Entries for pointing and labeling:
═══

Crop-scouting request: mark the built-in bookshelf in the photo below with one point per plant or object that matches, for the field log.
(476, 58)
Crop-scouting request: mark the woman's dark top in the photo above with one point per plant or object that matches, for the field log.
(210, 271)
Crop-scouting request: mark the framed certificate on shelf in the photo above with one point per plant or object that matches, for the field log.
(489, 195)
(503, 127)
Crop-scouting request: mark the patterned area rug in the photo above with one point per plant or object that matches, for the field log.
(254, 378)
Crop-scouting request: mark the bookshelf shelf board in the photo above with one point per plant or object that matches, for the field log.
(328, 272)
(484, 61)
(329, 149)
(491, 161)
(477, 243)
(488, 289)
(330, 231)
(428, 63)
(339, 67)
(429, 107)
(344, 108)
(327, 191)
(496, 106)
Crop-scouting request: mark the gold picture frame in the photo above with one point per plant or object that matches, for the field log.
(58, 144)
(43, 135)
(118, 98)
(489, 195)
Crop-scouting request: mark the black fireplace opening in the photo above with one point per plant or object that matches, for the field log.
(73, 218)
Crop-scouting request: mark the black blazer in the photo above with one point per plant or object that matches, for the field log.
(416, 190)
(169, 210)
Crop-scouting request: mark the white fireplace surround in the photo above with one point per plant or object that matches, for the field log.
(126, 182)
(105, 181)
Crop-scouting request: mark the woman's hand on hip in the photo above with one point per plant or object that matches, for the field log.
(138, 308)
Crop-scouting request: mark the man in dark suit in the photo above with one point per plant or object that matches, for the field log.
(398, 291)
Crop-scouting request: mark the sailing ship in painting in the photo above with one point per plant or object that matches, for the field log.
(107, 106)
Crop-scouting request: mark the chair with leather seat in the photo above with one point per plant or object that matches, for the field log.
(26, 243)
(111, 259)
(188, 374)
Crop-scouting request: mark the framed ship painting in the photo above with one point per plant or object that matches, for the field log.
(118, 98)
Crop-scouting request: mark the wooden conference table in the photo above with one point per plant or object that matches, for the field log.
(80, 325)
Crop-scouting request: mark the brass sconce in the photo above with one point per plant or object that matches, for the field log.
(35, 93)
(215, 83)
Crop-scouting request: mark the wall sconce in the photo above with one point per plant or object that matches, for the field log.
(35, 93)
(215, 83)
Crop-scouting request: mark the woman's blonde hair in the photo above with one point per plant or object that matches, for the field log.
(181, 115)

═══

• STATED EXERCISE
Reproduce every item above word for word, keeping each line unchanged and in its original order.

• RESPONSE TO THE EXERCISE
Crop-scouting request: mark the built-in bookshelf in the photo below with one point per plant or object that matches, for the field log.
(476, 58)
Crop-scouting request: mark the woman's dark top in the photo above with one point per plant or object that matches, for the field log.
(210, 271)
Crop-scouting request: mark the framed certificate on shelf in the photo above with one point per plant or object that matches, for the field log.
(489, 195)
(503, 127)
Crop-scouting request: mark the patterned area rug in the photo above with one point per plant or object that matches, for the field log.
(254, 378)
Crop-scouting request: mark the bookshelf shelf board in the photo above with one point per plant or object that matches, for the field log.
(328, 272)
(484, 61)
(329, 149)
(491, 161)
(477, 243)
(488, 289)
(330, 231)
(428, 63)
(339, 67)
(429, 107)
(344, 108)
(327, 191)
(496, 106)
Crop-scouting request: mark the gold picture frame in the photo above with one point per plant or object that matches, for the field log.
(58, 144)
(43, 135)
(118, 98)
(489, 195)
Crop-scouting request: mark the black fireplace opening in the photo above with one point per plant or object that matches, for the field log.
(73, 218)
Crop-scouting request: mark the black blazer in the photo above with one point per plant or object that matches, for the field log.
(416, 190)
(169, 210)
Crop-scouting request: mark the white fireplace surround in the photo above with one point per plant or object that matches, for the field log.
(126, 182)
(105, 181)
Crop-scouting request: mark the woman's hand on hip in the photo above with one point per plant or object that matches, for the field log.
(138, 308)
Crop-scouting request: mark the man in dark suit in the photo above with one point per plant or object that matches, for the field log.
(398, 291)
Crop-scouting request: mark the sailing ship in painting in the photo above with one point per plant or object that matches, for the field log.
(107, 106)
Crop-scouting request: mark the chair with leather seat in the photo above with one point per plant or object that matches, for the field log.
(26, 243)
(111, 259)
(188, 374)
Crop-scouting request: mark the framed ship painting in the photo above with one point per plant or object that matches, for the field log.
(118, 98)
Crop-scouting request: mark the wooden conference table in the photo above with one point per plant or object that matches, for the field log.
(80, 325)
Crop-scouting request: mark the brass sconce in the photo above with one point per plant or object that matches, for the field log.
(35, 93)
(215, 83)
Crop-scouting request: mark the wall sconce in the photo above with one point per plant or object that matches, for the field log.
(35, 93)
(215, 83)
Crop-scouting request: mark the woman's blonde hair in the photo above with one point per plant or object that matches, for the field log.
(181, 115)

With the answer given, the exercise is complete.